→ RECORD EXTRACTS
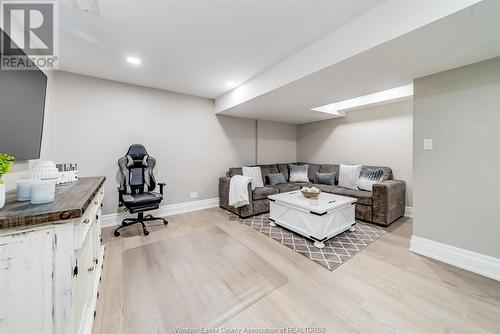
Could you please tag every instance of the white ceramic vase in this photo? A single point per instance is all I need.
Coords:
(2, 195)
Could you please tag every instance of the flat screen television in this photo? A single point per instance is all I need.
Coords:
(22, 107)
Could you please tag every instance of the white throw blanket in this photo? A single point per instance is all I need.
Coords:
(238, 190)
(256, 174)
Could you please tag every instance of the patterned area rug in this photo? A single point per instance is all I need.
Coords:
(337, 250)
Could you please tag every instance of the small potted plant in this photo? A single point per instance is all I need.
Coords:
(6, 162)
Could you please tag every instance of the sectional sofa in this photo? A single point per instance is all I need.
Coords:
(383, 205)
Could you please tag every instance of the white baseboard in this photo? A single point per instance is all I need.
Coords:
(477, 263)
(114, 219)
(409, 211)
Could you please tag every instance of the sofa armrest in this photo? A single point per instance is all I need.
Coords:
(224, 186)
(224, 183)
(388, 201)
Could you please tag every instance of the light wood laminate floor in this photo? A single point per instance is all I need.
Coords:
(383, 289)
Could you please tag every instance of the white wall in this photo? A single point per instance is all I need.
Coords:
(94, 121)
(380, 135)
(457, 188)
(277, 142)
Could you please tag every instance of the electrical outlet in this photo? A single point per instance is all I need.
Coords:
(428, 144)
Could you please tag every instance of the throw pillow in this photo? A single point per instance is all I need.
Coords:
(349, 176)
(275, 179)
(368, 177)
(298, 173)
(256, 174)
(325, 178)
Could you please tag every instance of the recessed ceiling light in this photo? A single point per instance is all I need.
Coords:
(393, 94)
(134, 60)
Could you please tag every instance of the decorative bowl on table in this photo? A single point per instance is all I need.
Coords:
(312, 192)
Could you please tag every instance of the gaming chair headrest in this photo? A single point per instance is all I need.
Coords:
(137, 156)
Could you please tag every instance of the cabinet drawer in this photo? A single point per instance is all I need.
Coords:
(82, 225)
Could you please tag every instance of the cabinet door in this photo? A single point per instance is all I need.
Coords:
(26, 269)
(84, 281)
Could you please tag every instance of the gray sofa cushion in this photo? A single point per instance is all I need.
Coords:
(283, 168)
(325, 187)
(298, 173)
(325, 178)
(275, 179)
(364, 197)
(313, 169)
(368, 177)
(266, 170)
(263, 192)
(234, 171)
(387, 172)
(331, 168)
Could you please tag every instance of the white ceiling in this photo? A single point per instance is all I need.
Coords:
(467, 36)
(194, 46)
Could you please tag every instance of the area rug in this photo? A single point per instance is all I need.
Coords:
(337, 250)
(198, 279)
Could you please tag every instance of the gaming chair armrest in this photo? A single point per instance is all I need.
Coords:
(120, 196)
(161, 187)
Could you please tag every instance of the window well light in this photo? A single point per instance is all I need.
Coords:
(134, 60)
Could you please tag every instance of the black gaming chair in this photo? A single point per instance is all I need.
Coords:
(136, 187)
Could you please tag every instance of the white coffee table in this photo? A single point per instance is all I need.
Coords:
(332, 215)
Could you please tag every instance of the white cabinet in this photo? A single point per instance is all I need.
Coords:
(49, 274)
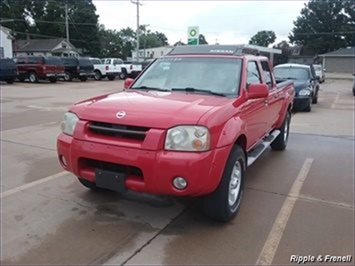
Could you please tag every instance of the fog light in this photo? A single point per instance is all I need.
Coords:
(63, 160)
(179, 183)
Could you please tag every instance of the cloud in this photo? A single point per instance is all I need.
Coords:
(225, 21)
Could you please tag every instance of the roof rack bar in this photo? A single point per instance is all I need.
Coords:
(214, 49)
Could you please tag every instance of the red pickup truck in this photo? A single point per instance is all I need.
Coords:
(189, 125)
(35, 68)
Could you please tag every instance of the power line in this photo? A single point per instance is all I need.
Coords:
(184, 30)
(49, 22)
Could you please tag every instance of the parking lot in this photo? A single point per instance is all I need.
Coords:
(297, 202)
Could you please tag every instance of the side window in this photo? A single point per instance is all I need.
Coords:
(267, 74)
(253, 73)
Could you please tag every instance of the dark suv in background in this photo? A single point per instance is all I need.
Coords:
(78, 68)
(305, 81)
(8, 70)
(35, 68)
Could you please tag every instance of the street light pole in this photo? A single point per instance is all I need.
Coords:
(137, 49)
(66, 21)
(145, 39)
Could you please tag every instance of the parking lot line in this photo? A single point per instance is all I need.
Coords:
(32, 184)
(335, 100)
(272, 242)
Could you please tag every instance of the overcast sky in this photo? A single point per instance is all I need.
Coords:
(228, 22)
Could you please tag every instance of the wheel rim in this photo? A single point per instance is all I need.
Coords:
(286, 130)
(32, 78)
(235, 184)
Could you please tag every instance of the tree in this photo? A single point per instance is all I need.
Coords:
(324, 26)
(46, 19)
(128, 36)
(12, 13)
(202, 39)
(111, 43)
(263, 38)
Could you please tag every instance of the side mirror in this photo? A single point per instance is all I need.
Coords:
(257, 91)
(127, 83)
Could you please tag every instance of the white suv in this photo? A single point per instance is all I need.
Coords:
(107, 67)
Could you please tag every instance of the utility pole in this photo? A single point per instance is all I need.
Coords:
(138, 4)
(145, 39)
(66, 21)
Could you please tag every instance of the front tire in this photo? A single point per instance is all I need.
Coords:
(97, 75)
(88, 184)
(223, 204)
(123, 74)
(315, 99)
(32, 76)
(280, 143)
(68, 76)
(10, 81)
(309, 106)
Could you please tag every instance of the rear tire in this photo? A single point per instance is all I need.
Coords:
(280, 143)
(223, 204)
(32, 76)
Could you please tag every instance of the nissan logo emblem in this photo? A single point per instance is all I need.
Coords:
(120, 114)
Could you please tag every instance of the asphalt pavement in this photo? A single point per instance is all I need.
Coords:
(298, 204)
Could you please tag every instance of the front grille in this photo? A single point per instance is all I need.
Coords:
(117, 168)
(119, 131)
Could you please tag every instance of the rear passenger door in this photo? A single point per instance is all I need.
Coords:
(255, 109)
(274, 100)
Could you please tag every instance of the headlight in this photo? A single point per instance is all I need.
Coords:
(187, 138)
(304, 93)
(69, 123)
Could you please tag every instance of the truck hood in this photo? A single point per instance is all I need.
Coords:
(153, 109)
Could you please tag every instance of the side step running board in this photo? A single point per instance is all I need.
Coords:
(260, 148)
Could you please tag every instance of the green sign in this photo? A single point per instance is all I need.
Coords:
(192, 42)
(193, 35)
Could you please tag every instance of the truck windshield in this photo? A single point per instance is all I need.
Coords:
(291, 73)
(195, 74)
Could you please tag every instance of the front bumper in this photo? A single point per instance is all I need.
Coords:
(301, 103)
(86, 74)
(158, 168)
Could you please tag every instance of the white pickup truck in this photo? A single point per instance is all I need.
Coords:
(106, 68)
(130, 69)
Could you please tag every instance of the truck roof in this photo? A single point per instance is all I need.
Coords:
(292, 65)
(213, 50)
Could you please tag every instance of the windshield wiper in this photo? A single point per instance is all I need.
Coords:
(149, 88)
(190, 89)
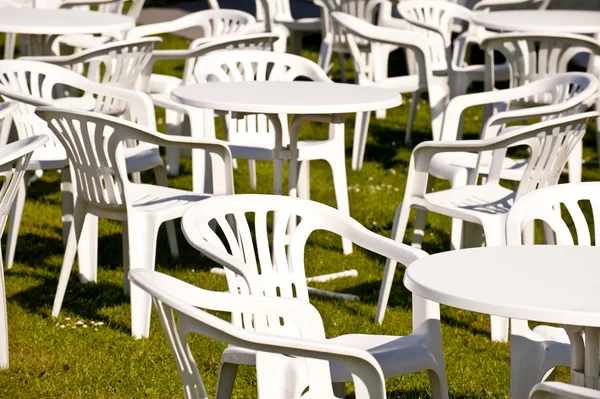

→ INSTRUCTIONS FOR THE TASK
Everything from the first line of the entries through the line containing "Could you please tag every instance of the white baseboard" is to be transcribed exactly; the pictures are not.

→ WORKED SOLUTION
Could you please tag every instance of the white ceramic vase in this photo? A single point per instance is all I need.
Coords:
(2, 195)
Could you please tag every instance of the flat screen television in this photo? A single point per instance is all I need.
Coords:
(22, 107)
Could you please tag every instance of the white throw blanket in this photo? A single point per instance is all I need.
Coords:
(238, 190)
(256, 174)
Could you please tag every instance of the patterned area rug in this photo? A single point per instance is all I need.
Coords:
(337, 250)
Could you please tag every instance of the small potted plant in this photo? A single point per instance is all I need.
Coords:
(6, 162)
Could you please tag every instance of the sectional sofa in this photo? A single point per instance is all I need.
Coords:
(383, 205)
Could you please tag every instance of the white baseboard in this photo? A single point per instance is all I need.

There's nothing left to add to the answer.